=== Records supplied ===
+ + + +

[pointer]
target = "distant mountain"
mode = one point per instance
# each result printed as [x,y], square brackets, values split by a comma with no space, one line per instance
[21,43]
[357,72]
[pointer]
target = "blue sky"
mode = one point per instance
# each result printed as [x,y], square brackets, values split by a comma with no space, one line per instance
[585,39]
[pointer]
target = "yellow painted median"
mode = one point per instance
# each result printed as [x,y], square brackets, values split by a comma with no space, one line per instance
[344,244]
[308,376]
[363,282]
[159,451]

+ + + +

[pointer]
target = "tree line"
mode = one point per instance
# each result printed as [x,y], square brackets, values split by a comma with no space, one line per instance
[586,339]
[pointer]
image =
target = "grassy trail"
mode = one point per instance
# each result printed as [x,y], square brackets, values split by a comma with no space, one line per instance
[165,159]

+ + + +

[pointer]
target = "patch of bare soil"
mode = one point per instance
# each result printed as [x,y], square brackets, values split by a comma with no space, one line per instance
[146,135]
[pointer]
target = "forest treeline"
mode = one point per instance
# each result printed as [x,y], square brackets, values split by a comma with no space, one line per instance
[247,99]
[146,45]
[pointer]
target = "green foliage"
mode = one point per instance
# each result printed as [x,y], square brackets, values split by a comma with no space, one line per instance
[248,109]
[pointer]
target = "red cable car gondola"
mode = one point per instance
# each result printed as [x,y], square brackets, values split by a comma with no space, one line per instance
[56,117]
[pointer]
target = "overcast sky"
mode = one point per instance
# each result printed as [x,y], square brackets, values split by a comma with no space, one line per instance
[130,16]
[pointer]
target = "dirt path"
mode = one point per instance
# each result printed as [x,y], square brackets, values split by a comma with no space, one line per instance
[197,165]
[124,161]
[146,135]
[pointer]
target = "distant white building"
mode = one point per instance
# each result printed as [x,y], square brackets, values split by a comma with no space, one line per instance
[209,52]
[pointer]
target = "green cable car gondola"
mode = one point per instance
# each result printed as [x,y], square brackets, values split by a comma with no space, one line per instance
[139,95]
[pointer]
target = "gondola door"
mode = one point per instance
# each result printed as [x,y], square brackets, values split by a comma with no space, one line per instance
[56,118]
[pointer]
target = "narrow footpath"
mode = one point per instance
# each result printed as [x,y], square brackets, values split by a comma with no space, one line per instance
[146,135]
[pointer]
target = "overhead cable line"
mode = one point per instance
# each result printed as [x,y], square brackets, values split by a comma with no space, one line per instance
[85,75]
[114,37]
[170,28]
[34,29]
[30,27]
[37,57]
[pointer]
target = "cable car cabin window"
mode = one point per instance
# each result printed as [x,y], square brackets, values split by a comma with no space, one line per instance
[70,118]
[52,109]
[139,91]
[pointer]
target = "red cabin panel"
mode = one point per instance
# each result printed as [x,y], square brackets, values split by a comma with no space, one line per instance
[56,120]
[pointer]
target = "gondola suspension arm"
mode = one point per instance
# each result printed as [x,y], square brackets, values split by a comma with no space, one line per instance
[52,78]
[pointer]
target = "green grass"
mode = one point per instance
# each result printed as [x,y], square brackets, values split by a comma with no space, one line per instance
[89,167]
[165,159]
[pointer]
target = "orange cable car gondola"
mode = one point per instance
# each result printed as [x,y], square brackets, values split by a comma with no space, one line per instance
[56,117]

+ + + +

=== Short problem ===
Gather every line in the entries above that contains the word "cable", treating uppercase and lowercase as distinct.

=== Full output ===
target = "red cable car gondola"
target = "green cable car gondola"
target = "overhead cable line"
target = "cable car cabin window"
target = "orange cable car gondola"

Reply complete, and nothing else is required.